##### Source data #####
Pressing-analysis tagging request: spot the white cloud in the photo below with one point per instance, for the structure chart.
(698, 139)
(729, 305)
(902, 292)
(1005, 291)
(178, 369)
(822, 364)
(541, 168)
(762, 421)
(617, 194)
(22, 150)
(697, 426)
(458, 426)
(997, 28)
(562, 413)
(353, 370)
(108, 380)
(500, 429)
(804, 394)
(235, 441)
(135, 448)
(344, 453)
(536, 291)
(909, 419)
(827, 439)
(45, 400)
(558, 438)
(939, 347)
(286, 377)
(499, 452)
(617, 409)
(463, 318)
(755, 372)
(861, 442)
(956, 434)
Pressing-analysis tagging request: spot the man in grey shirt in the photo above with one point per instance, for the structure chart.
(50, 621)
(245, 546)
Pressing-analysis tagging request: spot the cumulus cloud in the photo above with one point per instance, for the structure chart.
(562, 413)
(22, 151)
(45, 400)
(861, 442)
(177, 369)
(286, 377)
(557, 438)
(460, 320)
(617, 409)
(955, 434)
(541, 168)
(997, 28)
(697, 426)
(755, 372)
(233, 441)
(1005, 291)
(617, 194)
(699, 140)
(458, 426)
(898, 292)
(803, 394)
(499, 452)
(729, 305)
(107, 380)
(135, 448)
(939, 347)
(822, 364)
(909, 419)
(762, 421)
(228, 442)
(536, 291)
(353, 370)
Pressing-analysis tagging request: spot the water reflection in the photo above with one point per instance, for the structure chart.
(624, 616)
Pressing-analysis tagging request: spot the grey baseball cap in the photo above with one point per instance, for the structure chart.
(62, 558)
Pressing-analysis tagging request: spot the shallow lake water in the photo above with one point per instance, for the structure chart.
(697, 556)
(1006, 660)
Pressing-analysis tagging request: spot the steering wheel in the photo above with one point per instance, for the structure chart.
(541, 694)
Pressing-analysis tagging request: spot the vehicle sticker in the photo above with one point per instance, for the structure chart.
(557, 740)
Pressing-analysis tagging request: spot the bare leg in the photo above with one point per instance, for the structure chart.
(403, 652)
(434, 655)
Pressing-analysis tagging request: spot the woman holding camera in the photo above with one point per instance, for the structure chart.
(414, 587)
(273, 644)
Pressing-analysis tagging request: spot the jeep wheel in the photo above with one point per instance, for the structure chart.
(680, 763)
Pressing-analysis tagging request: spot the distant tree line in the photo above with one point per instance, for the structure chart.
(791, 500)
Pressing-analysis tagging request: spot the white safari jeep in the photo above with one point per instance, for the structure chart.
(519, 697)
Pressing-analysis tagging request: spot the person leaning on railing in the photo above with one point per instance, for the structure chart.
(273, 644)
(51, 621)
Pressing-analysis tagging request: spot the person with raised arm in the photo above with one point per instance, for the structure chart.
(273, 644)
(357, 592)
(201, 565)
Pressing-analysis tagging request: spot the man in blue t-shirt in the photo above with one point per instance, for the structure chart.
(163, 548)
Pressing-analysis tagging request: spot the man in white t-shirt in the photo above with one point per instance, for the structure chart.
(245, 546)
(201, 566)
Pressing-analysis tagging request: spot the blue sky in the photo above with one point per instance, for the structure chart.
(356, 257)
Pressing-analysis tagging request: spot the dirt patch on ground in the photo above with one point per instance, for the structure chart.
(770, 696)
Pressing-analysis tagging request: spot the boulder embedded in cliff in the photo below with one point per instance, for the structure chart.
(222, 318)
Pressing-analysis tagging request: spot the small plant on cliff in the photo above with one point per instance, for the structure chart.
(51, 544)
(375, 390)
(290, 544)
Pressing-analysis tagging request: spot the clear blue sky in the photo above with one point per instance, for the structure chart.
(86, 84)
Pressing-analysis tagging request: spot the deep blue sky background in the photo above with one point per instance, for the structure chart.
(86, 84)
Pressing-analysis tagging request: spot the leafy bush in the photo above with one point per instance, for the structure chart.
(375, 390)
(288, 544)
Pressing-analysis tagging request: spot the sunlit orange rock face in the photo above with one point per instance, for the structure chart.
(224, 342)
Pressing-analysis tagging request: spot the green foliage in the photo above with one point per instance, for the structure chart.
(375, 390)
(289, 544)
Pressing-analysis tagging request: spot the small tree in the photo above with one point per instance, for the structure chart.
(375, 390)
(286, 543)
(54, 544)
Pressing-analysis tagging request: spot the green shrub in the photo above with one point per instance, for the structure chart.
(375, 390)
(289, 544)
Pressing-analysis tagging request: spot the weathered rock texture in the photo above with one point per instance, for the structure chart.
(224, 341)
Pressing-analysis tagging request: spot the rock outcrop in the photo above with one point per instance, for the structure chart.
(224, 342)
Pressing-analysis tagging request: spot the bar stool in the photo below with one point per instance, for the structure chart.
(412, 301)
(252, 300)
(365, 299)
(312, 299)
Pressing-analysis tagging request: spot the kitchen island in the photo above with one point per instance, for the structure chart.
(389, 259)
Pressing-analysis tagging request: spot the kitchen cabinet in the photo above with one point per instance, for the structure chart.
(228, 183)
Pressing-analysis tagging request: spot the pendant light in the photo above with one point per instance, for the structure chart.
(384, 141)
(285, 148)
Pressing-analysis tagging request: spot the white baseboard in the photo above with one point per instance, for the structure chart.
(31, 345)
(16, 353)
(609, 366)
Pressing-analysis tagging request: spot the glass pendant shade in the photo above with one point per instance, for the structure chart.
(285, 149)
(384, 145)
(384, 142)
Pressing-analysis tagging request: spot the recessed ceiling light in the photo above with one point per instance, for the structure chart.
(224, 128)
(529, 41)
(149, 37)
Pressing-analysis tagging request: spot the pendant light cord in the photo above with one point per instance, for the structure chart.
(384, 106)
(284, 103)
#####
### Problem to work on
Copy out all the rows above again, changing "tagging request" to "labeling request" and leaving every other word as it is.

### Result
Pressing-analysis labeling request: spot the white cloud in the photo below with one point per instance, for the structure chart.
(698, 139)
(729, 305)
(902, 292)
(1005, 291)
(178, 369)
(822, 364)
(541, 168)
(762, 421)
(617, 194)
(22, 150)
(697, 426)
(458, 426)
(997, 28)
(562, 413)
(353, 370)
(108, 380)
(500, 429)
(804, 394)
(235, 441)
(135, 448)
(344, 453)
(536, 291)
(909, 419)
(827, 439)
(45, 400)
(558, 438)
(939, 347)
(286, 377)
(499, 452)
(617, 409)
(463, 318)
(755, 372)
(861, 442)
(956, 434)
Pressing-analysis labeling request: spot the man in grey shirt in the photo above with one point per instance, for the structure chart.
(50, 621)
(245, 546)
Pressing-analysis labeling request: spot the cumulus cloud in the photo above with one point per instance, for the structure chart.
(562, 413)
(22, 151)
(45, 400)
(861, 442)
(177, 369)
(286, 377)
(557, 438)
(460, 320)
(617, 409)
(955, 434)
(541, 168)
(997, 28)
(697, 426)
(755, 372)
(233, 441)
(1005, 291)
(617, 194)
(699, 140)
(458, 426)
(898, 292)
(803, 394)
(499, 452)
(729, 305)
(107, 380)
(135, 448)
(939, 347)
(822, 364)
(909, 419)
(762, 421)
(228, 442)
(536, 291)
(353, 370)
Pressing-analysis labeling request: spot the water reflection in the photo above with one point per instance, for the structure chart.
(624, 616)
Pressing-analysis labeling request: spot the grey baseball cap in the photo above with one point per instance, for the structure chart.
(62, 558)
Pressing-analysis labeling request: spot the shallow lake water in the photo above with one point per instance, for the structure chart.
(697, 556)
(1006, 660)
Pressing-analysis labeling request: spot the steering wheel in the photo above with one point per instance, for the structure chart.
(541, 694)
Pressing-analysis labeling request: spot the vehicle sticker in the photo above with one point per instance, for the structure chart.
(557, 740)
Pressing-analysis labeling request: spot the bare leg in the photo above with one point per instance, for the structure chart.
(403, 652)
(434, 655)
Pressing-analysis labeling request: spot the woman holding camera in the photo above with one point per instance, for the structure chart.
(414, 587)
(273, 644)
Pressing-analysis labeling request: spot the jeep wheel in the photo above with one point per instance, for the structure chart.
(680, 763)
Pressing-analysis labeling request: spot the distant tree line in the photo above with one point per instance, for the structure chart.
(791, 500)
Pressing-analysis labeling request: spot the white safari jeep in the photo above with one point per instance, for the structure chart.
(519, 697)
Pressing-analysis labeling request: spot the person leaning on railing in the photo above with one point per instance, for the structure chart.
(273, 644)
(51, 621)
Pressing-analysis labeling request: spot the person with raised arm in the photo above with one point per instance, for the structure chart.
(273, 644)
(357, 592)
(201, 565)
Pressing-analysis labeling request: spot the man in blue t-shirt in the photo above with one point per instance, for the structure chart.
(163, 548)
Pressing-analysis labeling request: spot the man in white t-shirt in the photo above with one point per instance, for the structure chart.
(245, 546)
(201, 566)
Pressing-analysis labeling request: spot the blue sky in the photo above with one point per instance, for the structure chart.
(356, 257)
Pressing-analysis labeling request: spot the dirt patch on ground in the photo above with one point per instance, for the structure chart.
(770, 696)
Pressing-analysis labeling request: spot the boulder embedded in cliff in the photo below with one point per instance, for the structure chart.
(222, 318)
Pressing-analysis labeling request: spot the small plant on cliff in the photo above with one point per instance, for the structure chart.
(51, 544)
(375, 390)
(290, 544)
Pressing-analysis labeling request: spot the clear blue sky in the photo above with one point per instance, for the structure chart.
(86, 84)
Pressing-analysis labeling request: spot the deep blue sky background in the photo above with one point per instance, for the structure chart.
(86, 84)
Pressing-analysis labeling request: spot the leafy bush in the photo above with one point per instance, for the structure chart.
(375, 390)
(288, 544)
Pressing-analysis labeling request: spot the sunlit orange rock face in the photo above with one point per instance, for the structure chart.
(224, 342)
Pressing-analysis labeling request: spot the green foliage in the photo above with one point per instance, for the structure chart.
(375, 390)
(289, 544)
Pressing-analysis labeling request: spot the small tree in the photo above with one point per instance, for the structure chart.
(375, 390)
(286, 543)
(54, 544)
Pressing-analysis labeling request: spot the green shrub in the photo above with one point per instance, for the structure chart.
(375, 390)
(289, 544)
Pressing-analysis labeling request: spot the weathered rock texture in the photo above with one point per instance, for the structure chart.
(224, 341)
Pressing-analysis labeling request: spot the rock outcrop in the photo above with one point per instance, for the structure chart.
(224, 342)
Pressing-analysis labeling request: spot the bar stool in the photo below with one point per instance, for the structure chart.
(412, 301)
(252, 300)
(365, 299)
(312, 299)
Pressing-analysis labeling request: spot the kitchen island in the photo above with one point per instance, for the structure chart.
(389, 259)
Pressing-analysis labeling request: spot the kitchen cabinet in the photo above with one point per instance, for the structure chart.
(228, 183)
Pressing-analysis labeling request: spot the pendant light in the photo above with one point per instance, for the structure chart.
(384, 141)
(285, 148)
Pressing-analysis labeling request: spot the white baseboard in the photo above with one point per instance, for the structure chart.
(31, 345)
(16, 353)
(609, 366)
Pressing-analysis labeling request: spot the glass pendant shade in the photo above with one point per instance, for the structure chart.
(285, 149)
(384, 145)
(384, 142)
Pressing-analysis labeling request: spot the recessed ceiling light in the photo above with one point per instance, for the structure chart.
(224, 128)
(529, 41)
(149, 37)
Pressing-analysis labeling request: spot the pendant light cord in the photo above with one point per instance, for the structure chart.
(384, 106)
(284, 103)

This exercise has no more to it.